Task prompt:
Rewrite each item below, changing "green bush" to "shrub" and keeping everything else the same. Leave the pictures out of your answer.

--- start Supplied records ---

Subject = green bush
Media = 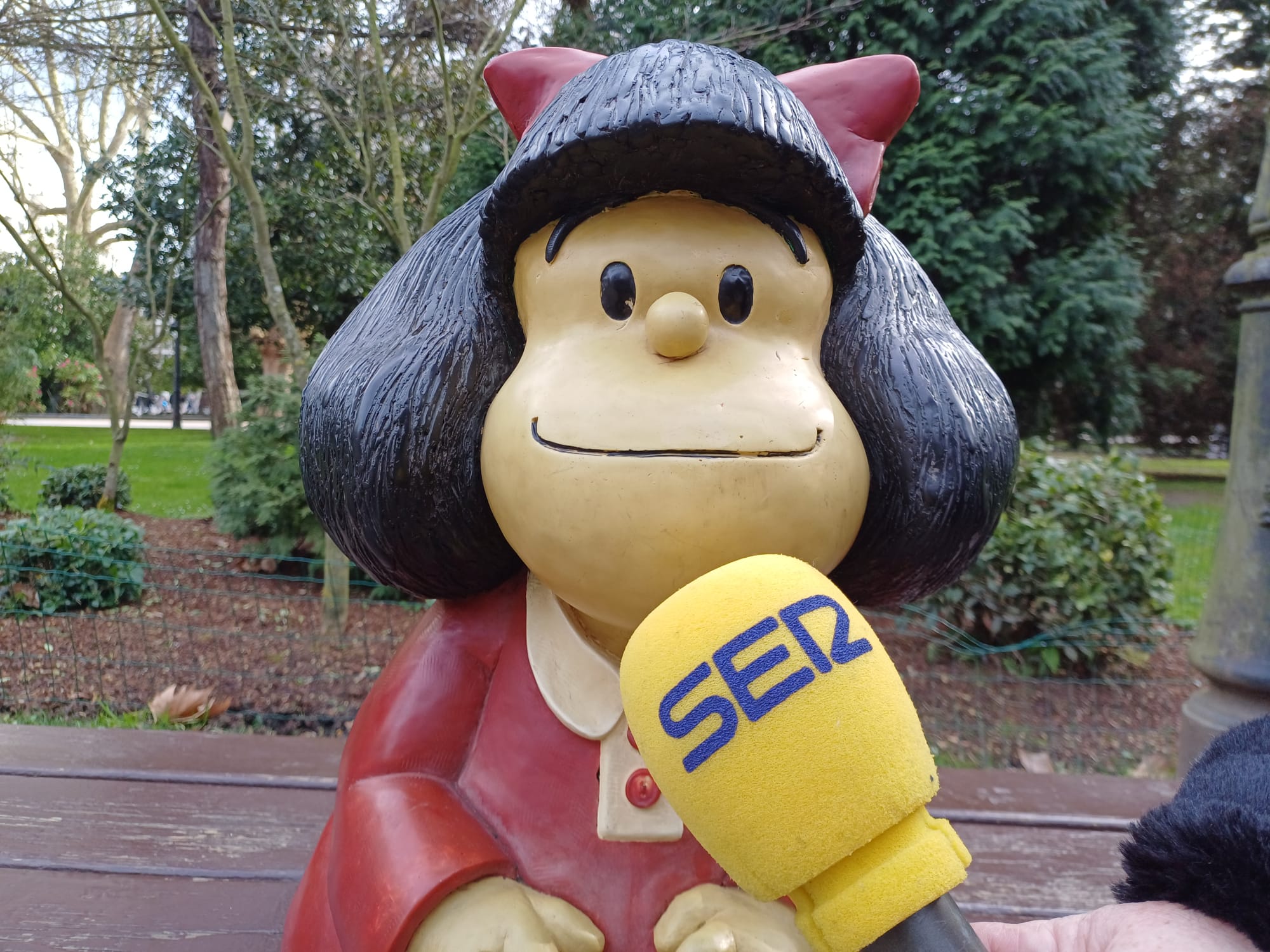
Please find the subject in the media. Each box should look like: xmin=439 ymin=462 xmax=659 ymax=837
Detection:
xmin=925 ymin=440 xmax=1172 ymax=674
xmin=208 ymin=376 xmax=321 ymax=555
xmin=39 ymin=463 xmax=132 ymax=509
xmin=0 ymin=506 xmax=145 ymax=614
xmin=53 ymin=357 xmax=105 ymax=414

--- end Supplied records ---

Exercise solution:
Subject = shrub
Media = 
Please find the subject in the media. Each box should look like: xmin=439 ymin=462 xmax=659 ymax=837
Detection:
xmin=925 ymin=440 xmax=1172 ymax=674
xmin=208 ymin=376 xmax=321 ymax=555
xmin=39 ymin=463 xmax=132 ymax=509
xmin=0 ymin=506 xmax=145 ymax=614
xmin=53 ymin=357 xmax=105 ymax=414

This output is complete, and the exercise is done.